Natural language region descriptions
□ □ □

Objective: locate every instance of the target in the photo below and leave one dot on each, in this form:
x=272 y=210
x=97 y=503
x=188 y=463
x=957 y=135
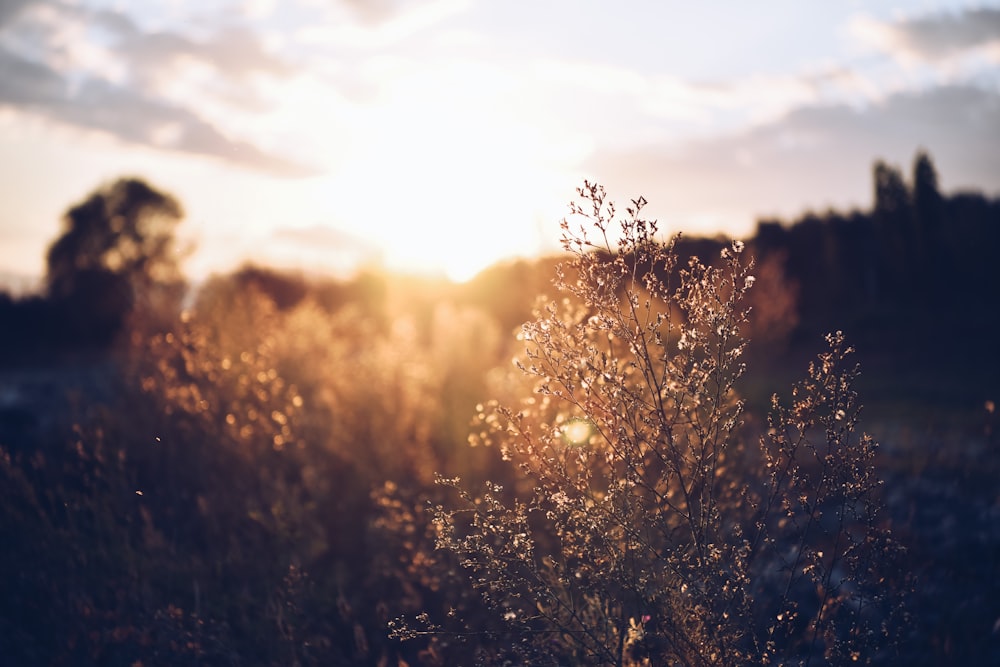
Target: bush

□ □ □

Verbatim copy, images excluded: transcribe all the entries above.

| Your response |
Objective: locate every instance of the target in the photo below and leave one dot on each, in this form:
x=272 y=210
x=97 y=503
x=188 y=463
x=957 y=135
Target: bush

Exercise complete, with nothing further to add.